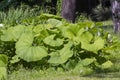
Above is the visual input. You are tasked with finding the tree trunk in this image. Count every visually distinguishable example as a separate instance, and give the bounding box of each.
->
[62,0,76,23]
[111,0,120,33]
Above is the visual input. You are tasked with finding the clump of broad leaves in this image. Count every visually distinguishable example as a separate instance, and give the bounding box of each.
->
[0,14,118,75]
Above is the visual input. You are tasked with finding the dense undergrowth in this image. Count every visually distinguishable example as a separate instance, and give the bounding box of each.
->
[0,14,120,79]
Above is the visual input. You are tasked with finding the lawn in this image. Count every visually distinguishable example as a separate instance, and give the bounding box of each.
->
[8,69,120,80]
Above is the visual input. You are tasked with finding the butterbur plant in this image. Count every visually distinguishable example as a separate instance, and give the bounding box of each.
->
[1,14,117,75]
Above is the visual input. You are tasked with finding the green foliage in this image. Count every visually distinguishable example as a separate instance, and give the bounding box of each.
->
[0,54,8,80]
[1,14,119,75]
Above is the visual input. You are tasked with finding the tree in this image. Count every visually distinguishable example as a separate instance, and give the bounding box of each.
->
[111,0,120,33]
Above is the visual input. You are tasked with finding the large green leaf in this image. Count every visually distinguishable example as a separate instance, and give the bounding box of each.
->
[76,31,93,45]
[47,19,62,27]
[0,54,8,67]
[48,42,73,64]
[81,37,105,53]
[16,33,47,62]
[43,35,63,47]
[1,25,25,41]
[73,58,96,76]
[62,24,85,42]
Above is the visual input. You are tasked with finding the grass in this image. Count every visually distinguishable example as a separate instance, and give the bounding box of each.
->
[8,68,120,80]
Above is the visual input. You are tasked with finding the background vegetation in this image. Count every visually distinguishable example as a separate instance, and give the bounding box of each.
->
[0,0,120,80]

[Exercise prompt] Print the data verbatim from the line containing "finding the dense" through the end of the data, including both of those lines.

[Completed task]
Above is the visual input. You are tasked with finding the dense undergrowth in this image. Count every visually distinguishable example as a separate instance, and give the bounding box of each.
->
[0,14,120,79]
Above is the visual input. You are tasked with finding the lawn in this image. Count every visually distinguishable example as a separate instance, and give the bounding box of each.
->
[8,69,120,80]
Above is the visual input. You are tasked with finding the butterbur plant in this image. Count every visually distinguishable example as a separate instance, and give the bounding box of each.
->
[1,14,117,75]
Above is the visual input. You are tasked with finding the green foliage in this image. Count every visually distinguishable example as a separate instance, and give the bounding box of each.
->
[0,54,8,80]
[1,14,119,75]
Above is the visual input. You are tasked with finding the tree in this image. Count every visually distinguishable example as a separate instance, and give the bounding box of each.
->
[111,0,120,33]
Above is the visual input. You are tasked with finding the large green leaf in this image. Count every visually distinguishable example as a separate instance, and give the bounding box of each.
->
[76,31,93,45]
[47,19,62,27]
[0,54,8,67]
[48,42,73,64]
[81,37,105,53]
[16,33,47,62]
[43,35,63,47]
[1,25,25,41]
[73,58,96,76]
[62,24,85,42]
Above is the visual input. You are tasked with finding the grass in this image. Count every visually distinguishable example as a separate instance, and give the bounding box of each.
->
[8,68,120,80]
Above is the visual input. You are tasked with finding the background vegetation in this image. Count every visually distinguishable example as a separate instance, and give the bounding box of each.
->
[0,0,120,80]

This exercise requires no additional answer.